**Task set:**
A) Select every line of the records below that contains the string "query".
B) Extend the passage on Chinese agencies competing over competition policy, picking up right after its final sentence.

Recent debates within the Chinese government seem to focus less on substantive principles than on turf wars among government agencies. As market forces eclipse central planning, government agencies are vying for authority to regulate these market forces. Three central government agencies assert authority over competition policy. The State Administration of Industry and Commerce (SAIC), the National Development and Reform Commission (NDRC) and the Ministry of Commerce (MOFCOM). Each has its own strengths, constituencies and agenda.
The SAIC administers various commercial laws, including the 1993 Unfair Competition Law. That law focuses on intellectual property and consumer protection issues, but it also prohibits predatory pricing, 'tying and unreasonable terms', and bid rigging. A January 2006 article by the head of the antitrust office of the fair trade bureau of the SAIC called for charging the SAIC's existing nationwide network of local offices with enforcing the Antimonopoly Law. The SAIC's current mandate does not, however, focus on sophisticated economic analysis. Moreover, the SAIC's release of a controversial 2004 report cataloguing allegedly anti-competitive conduct by leading multinationals in China raises concerns of a protectionist bent.
The NDRC, a powerful macroeconomic research and policy-making agency, supervises enforcement of the 1997 Price Law through provincial and local price boards. The Price Law focuses on price control policies; it also prohibits as 'abnormal pricing behaviour' collusion, predatory pricing, price discrimination and the taking of 'exorbitant' profits. The NDRC staff includes economists, but it focuses on national industrial policy and planning rather than modern competition policy. Although the NDRC responded forcefully to reported price-fixing in the food sector in 2007, it appeared more concerned with inflation than collusion.

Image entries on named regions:
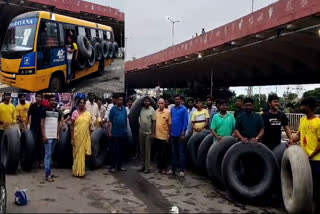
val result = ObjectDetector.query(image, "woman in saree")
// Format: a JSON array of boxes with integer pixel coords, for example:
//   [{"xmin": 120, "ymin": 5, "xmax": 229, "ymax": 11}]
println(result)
[{"xmin": 71, "ymin": 98, "xmax": 92, "ymax": 177}]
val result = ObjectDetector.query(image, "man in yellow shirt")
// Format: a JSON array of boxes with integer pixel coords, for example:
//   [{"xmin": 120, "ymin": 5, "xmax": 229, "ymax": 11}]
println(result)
[
  {"xmin": 0, "ymin": 93, "xmax": 16, "ymax": 141},
  {"xmin": 294, "ymin": 97, "xmax": 320, "ymax": 213},
  {"xmin": 191, "ymin": 98, "xmax": 210, "ymax": 134},
  {"xmin": 154, "ymin": 98, "xmax": 171, "ymax": 174},
  {"xmin": 16, "ymin": 94, "xmax": 30, "ymax": 129}
]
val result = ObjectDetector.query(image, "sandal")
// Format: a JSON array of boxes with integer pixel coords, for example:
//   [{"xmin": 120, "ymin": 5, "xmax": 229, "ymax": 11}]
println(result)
[{"xmin": 46, "ymin": 176, "xmax": 54, "ymax": 182}]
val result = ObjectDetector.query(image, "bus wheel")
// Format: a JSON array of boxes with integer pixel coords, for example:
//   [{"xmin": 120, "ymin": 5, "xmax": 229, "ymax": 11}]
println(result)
[{"xmin": 49, "ymin": 74, "xmax": 62, "ymax": 92}]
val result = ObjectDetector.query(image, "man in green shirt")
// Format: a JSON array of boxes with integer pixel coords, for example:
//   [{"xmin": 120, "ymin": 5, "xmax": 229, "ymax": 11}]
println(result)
[
  {"xmin": 211, "ymin": 100, "xmax": 236, "ymax": 141},
  {"xmin": 139, "ymin": 96, "xmax": 156, "ymax": 173}
]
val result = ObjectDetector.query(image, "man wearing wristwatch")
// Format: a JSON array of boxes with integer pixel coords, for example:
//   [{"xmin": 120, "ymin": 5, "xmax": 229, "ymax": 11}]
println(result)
[{"xmin": 235, "ymin": 97, "xmax": 264, "ymax": 143}]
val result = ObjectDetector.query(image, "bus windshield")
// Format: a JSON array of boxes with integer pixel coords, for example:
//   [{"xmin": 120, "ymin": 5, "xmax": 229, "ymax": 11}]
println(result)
[{"xmin": 2, "ymin": 18, "xmax": 38, "ymax": 51}]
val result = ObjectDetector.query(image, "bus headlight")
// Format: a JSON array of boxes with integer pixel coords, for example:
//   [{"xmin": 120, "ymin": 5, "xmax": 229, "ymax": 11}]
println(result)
[{"xmin": 19, "ymin": 68, "xmax": 35, "ymax": 75}]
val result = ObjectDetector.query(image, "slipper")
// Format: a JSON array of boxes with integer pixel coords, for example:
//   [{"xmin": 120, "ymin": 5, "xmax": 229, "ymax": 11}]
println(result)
[{"xmin": 46, "ymin": 176, "xmax": 54, "ymax": 182}]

**Answers to the exercise:**
A)
val result = ObjectDetector.query(image, "woman in saree")
val result = ObjectDetector.query(image, "man in yellow shirt")
val result = ObjectDetector.query(image, "sandal")
val result = ObjectDetector.query(image, "bus wheel")
val result = ObjectDetector.query(image, "man in green shirt")
val result = ObjectDetector.query(image, "man wearing wristwatch")
val result = ObjectDetector.query(image, "bus windshield")
val result = ObjectDetector.query(image, "bus headlight")
val result = ObjectDetector.query(image, "slipper")

B)
MOFCOM has broad authority over foreign trade and investment and integration of the national economy. In January 2003, MOFCOM issued Provisional Rules for Mergers and Acquisitions of Domestic Enterprises by Foreign Investors (the M&A Rules), which included skeletal procedures for reviewing both domestic and offshore mergers and acquisitions on competition policy grounds. The M&A Rules were overhauled and reissued in August 2006, but the antitrust provisions remained largely intact (though review of transactions on national security grounds was shifted to a separate inquiry). Despite ambiguities, notifications have increased. On 9 March 2007, MOFCOM released new guidelines clarifying the merger notification process. MOFCOM's experience enforcing Chinese trade remedy laws may (for better or worse) affect its approach to antitrust enforcement.
The AML punts this issue to the State Council, which is to designate the 'Antimonopoly Enforcement Authority' (AMEA). Possible enforcement schemes include:
- the establishment of a new independent enforcement authority, likely to draw personnel from various existing organs;
- assignment of enforcement authority to a single existing agency;
- allocation of authority to enforce different provisions among different agencies (eg, MOFCOM reviewing mergers, the SAIC police for abuses of dominance, the NDRC's price bureaus monitoring cartel activity); or
- overlapping enforcement authority.
Parcelling out authority, particularly among rival agencies with separate agendas, raises the risks of inconsistent enforcement. Moreover, unless the relationship between the AML and previous measures is clarified, there remains a risk that rival agencies may seek to regulate the same conduct by applying different standards under different rules.
Anticipating the need for interagency policy coordination, the AML directs the State Council to assemble a new 'Antimonopoly Commission' (AMC) to formulate competition policy and coordinate enforcement efforts. The AMC may provide a viable channel for resolving turf and policy tussles between agencies - if real political support from higher levels lends credibility to the process.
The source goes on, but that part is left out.